>> BEGIN DATA ENTRIES

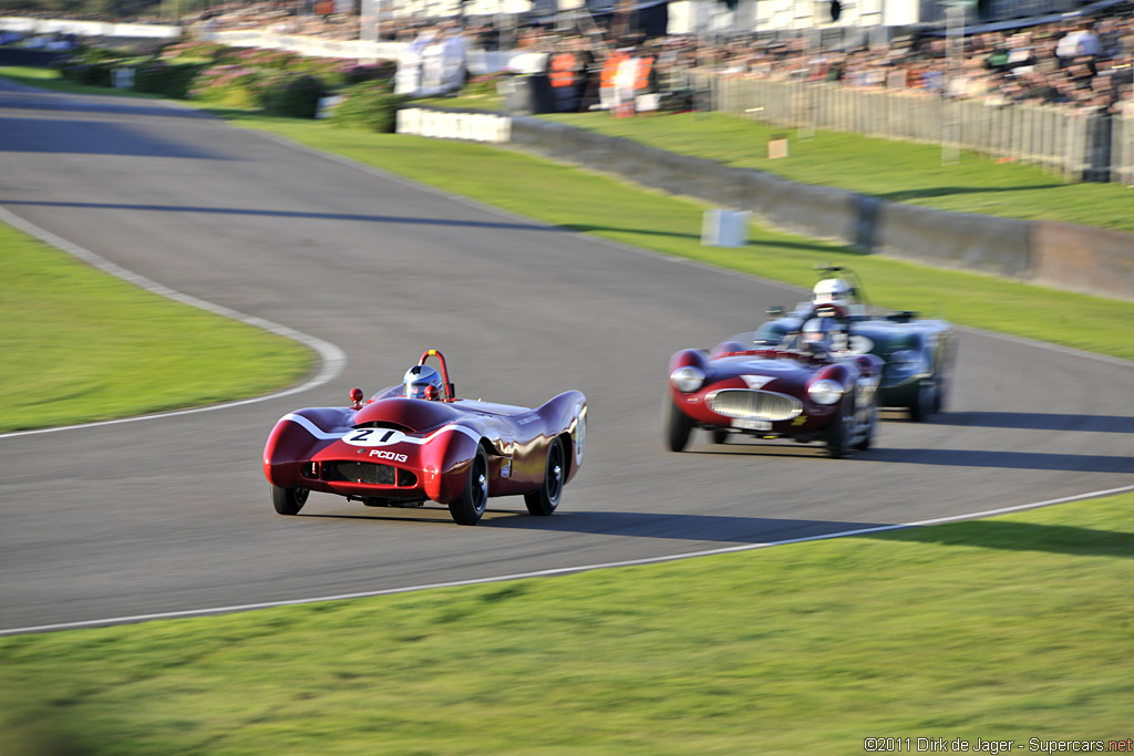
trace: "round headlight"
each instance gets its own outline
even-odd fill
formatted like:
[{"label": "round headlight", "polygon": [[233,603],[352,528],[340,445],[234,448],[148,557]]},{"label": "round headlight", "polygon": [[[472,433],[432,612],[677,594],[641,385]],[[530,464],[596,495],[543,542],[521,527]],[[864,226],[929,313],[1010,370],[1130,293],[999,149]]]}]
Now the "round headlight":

>> END DATA ENTRIES
>> BEGIN DATA ENTRIES

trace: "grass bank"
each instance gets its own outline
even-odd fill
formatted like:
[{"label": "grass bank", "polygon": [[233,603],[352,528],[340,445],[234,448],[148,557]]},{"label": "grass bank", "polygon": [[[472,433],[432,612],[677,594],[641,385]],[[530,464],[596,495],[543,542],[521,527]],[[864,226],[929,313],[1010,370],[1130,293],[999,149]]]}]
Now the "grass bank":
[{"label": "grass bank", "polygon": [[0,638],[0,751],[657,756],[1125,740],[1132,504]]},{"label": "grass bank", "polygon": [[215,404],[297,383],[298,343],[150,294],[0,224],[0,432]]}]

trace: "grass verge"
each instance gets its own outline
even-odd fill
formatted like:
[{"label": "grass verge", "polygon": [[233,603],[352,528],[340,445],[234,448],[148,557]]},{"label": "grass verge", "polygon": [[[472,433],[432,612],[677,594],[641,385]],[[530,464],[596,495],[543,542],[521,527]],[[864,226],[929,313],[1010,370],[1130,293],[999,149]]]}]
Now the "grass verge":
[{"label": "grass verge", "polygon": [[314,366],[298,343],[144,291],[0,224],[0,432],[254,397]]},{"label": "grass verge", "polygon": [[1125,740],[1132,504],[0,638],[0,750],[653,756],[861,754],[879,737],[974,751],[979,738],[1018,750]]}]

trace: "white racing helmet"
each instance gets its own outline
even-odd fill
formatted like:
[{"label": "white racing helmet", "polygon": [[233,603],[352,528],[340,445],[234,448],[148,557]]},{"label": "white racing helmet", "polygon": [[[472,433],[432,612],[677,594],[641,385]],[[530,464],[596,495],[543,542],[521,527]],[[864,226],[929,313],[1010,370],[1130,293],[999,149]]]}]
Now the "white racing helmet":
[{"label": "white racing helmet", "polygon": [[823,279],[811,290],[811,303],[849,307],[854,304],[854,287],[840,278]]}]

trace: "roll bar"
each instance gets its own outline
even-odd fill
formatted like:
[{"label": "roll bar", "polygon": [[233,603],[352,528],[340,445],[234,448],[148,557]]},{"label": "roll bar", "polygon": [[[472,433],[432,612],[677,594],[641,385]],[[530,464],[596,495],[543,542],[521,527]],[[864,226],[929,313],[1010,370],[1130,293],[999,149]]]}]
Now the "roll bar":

>> END DATA ENTRIES

## PROBLEM TO WORK ON
List each line in the items above that contains the string "trace".

## RESULT
trace: "round headlight"
trace: "grass bank"
trace: "grass verge"
trace: "white racing helmet"
trace: "roll bar"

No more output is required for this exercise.